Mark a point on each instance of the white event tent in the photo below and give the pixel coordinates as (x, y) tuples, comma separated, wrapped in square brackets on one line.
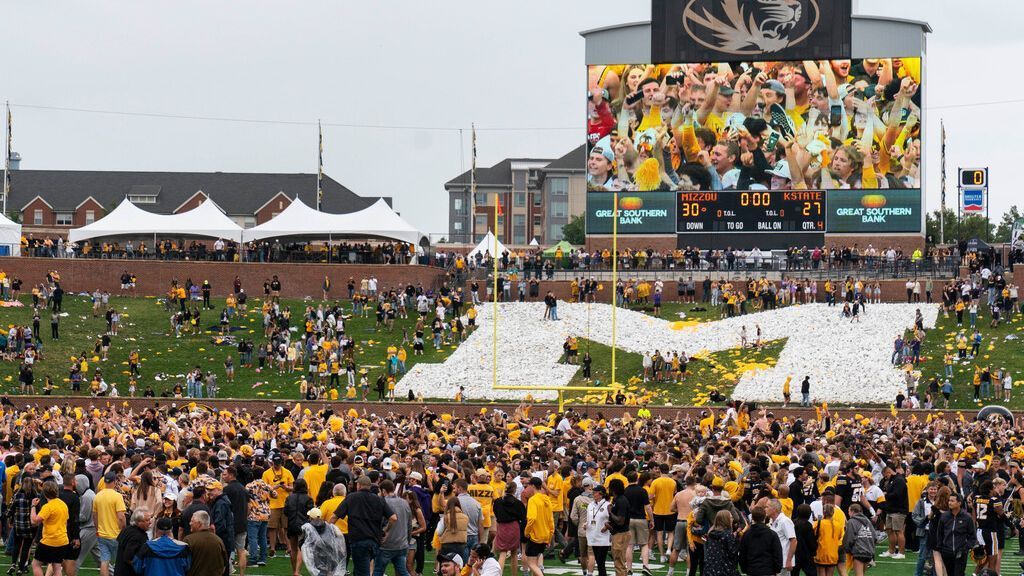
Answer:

---

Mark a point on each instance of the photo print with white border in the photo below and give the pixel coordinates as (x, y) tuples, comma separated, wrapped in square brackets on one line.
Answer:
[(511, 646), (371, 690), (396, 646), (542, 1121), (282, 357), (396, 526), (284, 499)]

---

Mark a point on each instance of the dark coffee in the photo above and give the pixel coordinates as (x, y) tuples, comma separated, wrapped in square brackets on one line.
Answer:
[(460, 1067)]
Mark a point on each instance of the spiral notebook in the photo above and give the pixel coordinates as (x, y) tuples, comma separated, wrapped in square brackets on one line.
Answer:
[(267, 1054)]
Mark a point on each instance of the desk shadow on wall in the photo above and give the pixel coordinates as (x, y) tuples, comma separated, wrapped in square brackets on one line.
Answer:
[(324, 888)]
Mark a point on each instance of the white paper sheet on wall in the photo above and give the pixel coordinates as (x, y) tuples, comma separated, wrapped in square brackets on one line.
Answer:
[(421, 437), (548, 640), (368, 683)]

DIRECTIVE: Copy the material above verbatim, beginning at the line containing "Mark a point on each instance of the white paper" and continuing through the line containing "[(421, 437), (548, 640), (368, 683)]", with both of those lines included.

SOLVED PROBLEM:
Mark a point on each instance of the white paper sheet on wall in the photo above and give the pixel coordinates as (x, y) tuples, comma separated, wrapped in square brackets on one line.
Answer:
[(421, 437), (548, 640), (368, 683)]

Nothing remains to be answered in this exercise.